▸ FRAGMENTO PROPORCIONADO:
Supongamos que un hombre ya adulto es ciego de nacimiento, y que se le ha enseñado a distinguir por medio del tacto la diferen-cia que existe entre un cubo y una esfera del mismo metal, e igual tamaño aproximadamente, de tal manera que, tocando una y otra figura, puede decir cuál es el cubo y cuál la esfera. Imaginemos ahora que el cubo y la esfera se encuentran sobre una mesa y que el hombre ciego ha recobrado su vista. La pregunta es si, antes de tocarlos, podría diferenciar, por medio de la vista, la esfera y el cubo.51

La respuesta de Molineux, con la que concuerda el propio Locke, es que no, puesto que la experiencia previa del ciego, basada en el sentido del tacto, no podía ser trasladada sin más a la de la vista.52

Este problema cobraría actualidad en 1728, cuando el cirujano William Cheselden, a quien Herder se remite ampliamente, llevó a cabo una exitosa operación de cataratas cuyos resultados parecían confirmar empíricamente lo que para Molineux y Locke no había sido sino una conjetura o un experimento mental. En cualquier caso, las reflexiones de Diderot derivaban, por un lado, de los escritos del matemático Nicholas Saunderson,53 ciego de nacimiento, y, por otro, de sus contactos personales con otro ciego de Puisseaux. Lejos de extraer de ello las conclusiones de Herder, Diderot consideraba sólo la relatividad de los mundos en que vivirían los ciegos y los videntes, aunque negando a los primeros una auténtica noción de la belleza. Herder, por su parte, lo que defiende en Escultura (y asimismo en cierto fragmento de 1769),54 es la existencia de una belleza específica del sentido del tacto, a saber, no la belleza de las superficies, de los colores, las luces y las sombras, sino la belleza de los cuerpos.

▸ MATERIAL:
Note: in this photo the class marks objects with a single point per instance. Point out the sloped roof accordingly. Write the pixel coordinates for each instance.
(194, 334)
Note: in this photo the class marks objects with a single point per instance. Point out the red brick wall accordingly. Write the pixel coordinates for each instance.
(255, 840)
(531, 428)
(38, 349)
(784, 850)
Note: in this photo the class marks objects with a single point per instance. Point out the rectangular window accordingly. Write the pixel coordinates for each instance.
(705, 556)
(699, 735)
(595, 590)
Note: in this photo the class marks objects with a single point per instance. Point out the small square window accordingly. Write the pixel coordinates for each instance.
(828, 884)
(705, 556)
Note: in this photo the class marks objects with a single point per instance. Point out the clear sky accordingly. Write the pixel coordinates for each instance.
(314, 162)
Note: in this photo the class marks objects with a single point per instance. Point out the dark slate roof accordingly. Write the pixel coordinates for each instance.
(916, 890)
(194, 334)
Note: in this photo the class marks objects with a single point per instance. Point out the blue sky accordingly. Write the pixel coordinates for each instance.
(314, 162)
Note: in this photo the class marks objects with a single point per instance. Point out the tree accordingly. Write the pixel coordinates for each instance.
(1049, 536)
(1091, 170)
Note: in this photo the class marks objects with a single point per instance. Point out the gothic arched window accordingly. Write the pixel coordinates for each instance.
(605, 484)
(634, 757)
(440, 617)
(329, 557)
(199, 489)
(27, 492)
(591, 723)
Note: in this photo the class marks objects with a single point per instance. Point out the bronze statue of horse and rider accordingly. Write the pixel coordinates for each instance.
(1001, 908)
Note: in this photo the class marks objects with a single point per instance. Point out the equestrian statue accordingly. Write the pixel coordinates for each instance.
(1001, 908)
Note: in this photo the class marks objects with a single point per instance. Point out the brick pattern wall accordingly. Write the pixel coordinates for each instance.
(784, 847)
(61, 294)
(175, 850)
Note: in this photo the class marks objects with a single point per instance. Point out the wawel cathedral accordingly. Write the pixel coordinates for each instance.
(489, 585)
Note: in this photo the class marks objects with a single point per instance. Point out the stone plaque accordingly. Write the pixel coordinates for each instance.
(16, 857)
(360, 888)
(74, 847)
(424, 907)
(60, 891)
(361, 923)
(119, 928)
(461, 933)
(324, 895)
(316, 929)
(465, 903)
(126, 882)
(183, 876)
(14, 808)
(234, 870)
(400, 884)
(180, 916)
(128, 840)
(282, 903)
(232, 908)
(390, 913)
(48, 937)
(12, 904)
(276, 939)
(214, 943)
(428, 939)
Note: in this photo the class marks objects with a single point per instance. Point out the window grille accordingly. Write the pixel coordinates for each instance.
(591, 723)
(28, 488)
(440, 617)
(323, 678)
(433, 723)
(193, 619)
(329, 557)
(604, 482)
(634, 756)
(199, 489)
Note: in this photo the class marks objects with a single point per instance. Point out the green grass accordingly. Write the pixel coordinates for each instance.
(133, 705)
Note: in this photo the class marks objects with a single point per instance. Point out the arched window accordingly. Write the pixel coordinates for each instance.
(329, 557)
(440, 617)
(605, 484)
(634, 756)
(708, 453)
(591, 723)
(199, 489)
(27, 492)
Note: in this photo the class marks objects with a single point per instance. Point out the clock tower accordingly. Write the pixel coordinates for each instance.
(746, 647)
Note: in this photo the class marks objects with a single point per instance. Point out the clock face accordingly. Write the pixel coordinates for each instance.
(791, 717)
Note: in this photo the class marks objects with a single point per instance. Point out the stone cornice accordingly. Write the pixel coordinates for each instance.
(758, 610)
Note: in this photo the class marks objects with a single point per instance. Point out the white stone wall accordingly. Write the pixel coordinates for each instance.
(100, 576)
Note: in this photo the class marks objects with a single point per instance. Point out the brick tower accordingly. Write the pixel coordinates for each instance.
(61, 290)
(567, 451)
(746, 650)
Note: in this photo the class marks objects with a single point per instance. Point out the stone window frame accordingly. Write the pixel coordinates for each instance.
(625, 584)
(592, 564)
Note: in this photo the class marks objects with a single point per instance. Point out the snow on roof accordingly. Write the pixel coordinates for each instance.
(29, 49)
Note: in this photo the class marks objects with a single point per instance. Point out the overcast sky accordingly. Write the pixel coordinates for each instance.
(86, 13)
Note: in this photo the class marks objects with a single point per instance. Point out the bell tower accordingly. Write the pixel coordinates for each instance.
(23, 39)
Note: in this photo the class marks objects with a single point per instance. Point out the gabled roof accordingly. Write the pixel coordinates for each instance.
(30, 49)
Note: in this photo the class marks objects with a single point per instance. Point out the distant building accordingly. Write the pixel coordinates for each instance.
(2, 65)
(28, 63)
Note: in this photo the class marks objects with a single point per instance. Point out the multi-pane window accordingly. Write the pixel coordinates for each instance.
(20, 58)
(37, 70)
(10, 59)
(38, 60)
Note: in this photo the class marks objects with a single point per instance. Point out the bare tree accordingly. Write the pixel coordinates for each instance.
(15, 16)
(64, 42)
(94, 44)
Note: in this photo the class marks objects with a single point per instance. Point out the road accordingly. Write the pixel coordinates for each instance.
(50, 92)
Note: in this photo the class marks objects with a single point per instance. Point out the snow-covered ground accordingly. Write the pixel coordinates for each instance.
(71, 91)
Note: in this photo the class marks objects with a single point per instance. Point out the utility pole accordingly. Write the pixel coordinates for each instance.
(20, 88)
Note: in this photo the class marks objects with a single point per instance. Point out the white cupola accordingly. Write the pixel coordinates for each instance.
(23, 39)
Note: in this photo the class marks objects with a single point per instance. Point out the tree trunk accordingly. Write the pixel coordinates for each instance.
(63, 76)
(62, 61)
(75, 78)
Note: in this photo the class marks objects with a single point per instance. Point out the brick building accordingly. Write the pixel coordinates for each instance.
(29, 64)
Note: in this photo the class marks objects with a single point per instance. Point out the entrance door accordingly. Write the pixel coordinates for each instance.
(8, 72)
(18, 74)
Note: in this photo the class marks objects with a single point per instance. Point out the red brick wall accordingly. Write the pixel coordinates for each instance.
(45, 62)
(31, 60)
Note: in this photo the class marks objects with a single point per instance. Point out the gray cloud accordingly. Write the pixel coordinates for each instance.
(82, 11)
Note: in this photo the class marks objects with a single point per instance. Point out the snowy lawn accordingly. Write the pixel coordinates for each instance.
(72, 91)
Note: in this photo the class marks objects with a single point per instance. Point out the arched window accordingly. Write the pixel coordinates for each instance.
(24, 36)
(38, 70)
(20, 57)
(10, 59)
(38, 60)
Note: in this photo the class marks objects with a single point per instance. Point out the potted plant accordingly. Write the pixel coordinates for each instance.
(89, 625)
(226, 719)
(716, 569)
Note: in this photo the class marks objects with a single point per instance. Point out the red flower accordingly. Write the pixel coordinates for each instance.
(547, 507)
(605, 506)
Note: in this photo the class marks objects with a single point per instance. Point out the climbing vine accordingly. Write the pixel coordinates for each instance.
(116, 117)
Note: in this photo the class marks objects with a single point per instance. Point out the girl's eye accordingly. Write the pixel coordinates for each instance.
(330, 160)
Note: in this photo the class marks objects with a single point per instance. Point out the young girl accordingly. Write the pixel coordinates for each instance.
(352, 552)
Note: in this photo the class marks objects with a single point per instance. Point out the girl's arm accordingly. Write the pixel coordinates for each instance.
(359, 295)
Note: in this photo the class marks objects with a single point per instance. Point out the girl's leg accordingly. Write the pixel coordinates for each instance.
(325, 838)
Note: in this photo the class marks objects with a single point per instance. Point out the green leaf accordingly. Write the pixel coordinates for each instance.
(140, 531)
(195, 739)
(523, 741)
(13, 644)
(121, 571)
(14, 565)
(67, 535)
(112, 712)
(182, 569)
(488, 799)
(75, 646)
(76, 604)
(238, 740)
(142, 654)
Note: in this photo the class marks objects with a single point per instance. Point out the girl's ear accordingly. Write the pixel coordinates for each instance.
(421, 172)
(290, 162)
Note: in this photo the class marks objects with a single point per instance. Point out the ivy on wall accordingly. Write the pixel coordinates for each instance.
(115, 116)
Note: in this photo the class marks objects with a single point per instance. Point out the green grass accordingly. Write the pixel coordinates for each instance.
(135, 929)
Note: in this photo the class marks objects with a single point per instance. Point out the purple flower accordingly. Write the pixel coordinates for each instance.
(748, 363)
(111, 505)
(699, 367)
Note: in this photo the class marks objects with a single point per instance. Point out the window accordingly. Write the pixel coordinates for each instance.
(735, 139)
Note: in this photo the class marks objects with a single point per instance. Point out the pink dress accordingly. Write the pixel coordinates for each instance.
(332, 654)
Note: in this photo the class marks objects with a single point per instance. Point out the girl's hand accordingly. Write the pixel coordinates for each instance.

▸ TAREA A REALIZAR: Indica si cada afirmación concuerda con el fragmento sobre el problema de Molineux, respondiendo sí o no y citando literalmente las palabras que lo deciden. 1. Locke está de acuerdo con la respuesta de Molineux. 2. William Cheselden realizó su operación de cataratas en 1769. 3. Diderot negaba a los ciegos una auténtica noción de la belleza. Las entradas no guardan relación con el fragmento.

▸ RESULTADO OBTENIDO:
1. Sí: «La respuesta de Molineux, con la que concuerda el propio Locke, es que no».
2. No: «en 1728, cuando el cirujano William Cheselden, a quien Herder se remite ampliamente, llevó a cabo una exitosa operación de cataratas».
3. Sí: «aunque negando a los primeros una auténtica noción de la belleza».